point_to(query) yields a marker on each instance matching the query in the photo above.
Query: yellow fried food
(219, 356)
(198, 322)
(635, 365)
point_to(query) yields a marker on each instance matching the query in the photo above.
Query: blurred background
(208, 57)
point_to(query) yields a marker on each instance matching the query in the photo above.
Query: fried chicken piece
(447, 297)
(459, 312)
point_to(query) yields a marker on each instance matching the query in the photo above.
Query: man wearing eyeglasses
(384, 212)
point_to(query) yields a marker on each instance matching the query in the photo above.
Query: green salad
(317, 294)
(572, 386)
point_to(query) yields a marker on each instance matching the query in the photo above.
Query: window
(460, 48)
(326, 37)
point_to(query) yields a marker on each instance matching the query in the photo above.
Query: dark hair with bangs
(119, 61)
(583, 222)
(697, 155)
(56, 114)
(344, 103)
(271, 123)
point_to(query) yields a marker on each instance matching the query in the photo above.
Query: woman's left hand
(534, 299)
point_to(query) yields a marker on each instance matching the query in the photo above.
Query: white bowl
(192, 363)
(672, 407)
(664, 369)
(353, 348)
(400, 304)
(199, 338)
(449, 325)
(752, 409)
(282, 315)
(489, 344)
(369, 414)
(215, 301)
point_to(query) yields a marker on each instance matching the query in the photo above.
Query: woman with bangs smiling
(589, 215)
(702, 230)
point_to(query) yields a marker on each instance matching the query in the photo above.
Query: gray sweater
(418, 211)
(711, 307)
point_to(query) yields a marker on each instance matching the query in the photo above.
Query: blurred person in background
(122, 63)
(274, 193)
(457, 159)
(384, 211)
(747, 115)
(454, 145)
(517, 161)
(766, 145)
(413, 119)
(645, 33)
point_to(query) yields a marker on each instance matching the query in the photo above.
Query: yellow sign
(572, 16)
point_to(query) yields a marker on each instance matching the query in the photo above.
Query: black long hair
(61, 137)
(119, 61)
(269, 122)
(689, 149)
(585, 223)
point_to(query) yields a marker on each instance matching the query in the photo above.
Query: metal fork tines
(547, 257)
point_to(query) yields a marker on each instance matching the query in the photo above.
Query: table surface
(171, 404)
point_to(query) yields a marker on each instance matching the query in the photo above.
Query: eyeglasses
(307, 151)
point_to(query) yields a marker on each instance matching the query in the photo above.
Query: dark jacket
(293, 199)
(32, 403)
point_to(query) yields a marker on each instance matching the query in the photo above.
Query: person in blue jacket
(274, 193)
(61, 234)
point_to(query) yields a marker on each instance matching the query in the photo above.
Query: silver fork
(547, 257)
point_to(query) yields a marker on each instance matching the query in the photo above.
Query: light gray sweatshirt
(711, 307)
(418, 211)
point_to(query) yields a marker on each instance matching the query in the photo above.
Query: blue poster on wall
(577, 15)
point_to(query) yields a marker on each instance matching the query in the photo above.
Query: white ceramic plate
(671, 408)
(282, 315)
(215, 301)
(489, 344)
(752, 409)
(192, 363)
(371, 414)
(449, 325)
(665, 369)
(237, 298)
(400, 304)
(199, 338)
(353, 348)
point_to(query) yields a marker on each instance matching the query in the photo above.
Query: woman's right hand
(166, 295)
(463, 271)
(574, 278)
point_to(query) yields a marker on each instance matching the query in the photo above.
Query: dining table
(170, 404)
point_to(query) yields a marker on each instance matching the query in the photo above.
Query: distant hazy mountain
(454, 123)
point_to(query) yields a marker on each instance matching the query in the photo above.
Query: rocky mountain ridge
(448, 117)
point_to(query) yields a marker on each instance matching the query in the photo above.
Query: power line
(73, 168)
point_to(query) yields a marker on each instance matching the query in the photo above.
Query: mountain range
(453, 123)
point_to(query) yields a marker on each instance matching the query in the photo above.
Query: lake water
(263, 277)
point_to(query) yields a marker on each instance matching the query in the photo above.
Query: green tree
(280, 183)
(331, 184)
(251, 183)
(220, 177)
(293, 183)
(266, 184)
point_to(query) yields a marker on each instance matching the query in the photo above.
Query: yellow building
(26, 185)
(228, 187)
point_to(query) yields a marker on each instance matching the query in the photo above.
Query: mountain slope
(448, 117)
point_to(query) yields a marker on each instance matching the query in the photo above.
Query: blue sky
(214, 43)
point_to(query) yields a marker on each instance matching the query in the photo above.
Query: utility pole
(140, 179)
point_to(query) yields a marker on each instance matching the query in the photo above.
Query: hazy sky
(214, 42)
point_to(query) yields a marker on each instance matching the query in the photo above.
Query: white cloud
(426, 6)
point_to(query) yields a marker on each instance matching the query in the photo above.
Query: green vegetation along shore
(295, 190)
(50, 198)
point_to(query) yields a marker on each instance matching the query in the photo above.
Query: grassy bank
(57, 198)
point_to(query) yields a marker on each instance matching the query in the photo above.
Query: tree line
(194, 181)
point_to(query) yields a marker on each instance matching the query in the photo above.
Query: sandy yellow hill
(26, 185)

--------

WORK ITEM |
Print only the lines running from the one with "Query: green tree" to the final line of the data above, each exactly as it appears.

RESULT OF THE EXERCISE |
Query: green tree
(280, 183)
(331, 184)
(251, 183)
(220, 177)
(293, 183)
(266, 184)
point_to(query) yields a marker on each instance matching the query in the photo above.
Query: yellow building
(26, 185)
(228, 187)
point_to(query) yields a marker on each instance matching the query in the photo above.
Query: mountain slope
(448, 117)
point_to(query) yields a marker on each instance matching the query in the photo above.
Query: blue sky
(214, 43)
point_to(query) yields a marker on each instance matching the query in the photo above.
Query: utility pole
(140, 179)
point_to(query) yields a marker on each instance matching the query in the photo above.
Query: hazy sky
(214, 42)
point_to(query) yields a marker on each instance matching the query in the photo above.
Query: white cloud
(426, 6)
point_to(query) yields a marker on each instance matching the query in the photo above.
Query: green vegetation along shore
(295, 190)
(50, 198)
point_to(query) yields a marker on each instance matching the query in the photo above.
Query: grassy bank
(57, 198)
point_to(query) yields a marker on each instance matching the query in the photo above.
Query: tree line
(194, 181)
point_to(query) yields a marker on each instance matching the query in the photo above.
Query: sandy yellow hill
(26, 185)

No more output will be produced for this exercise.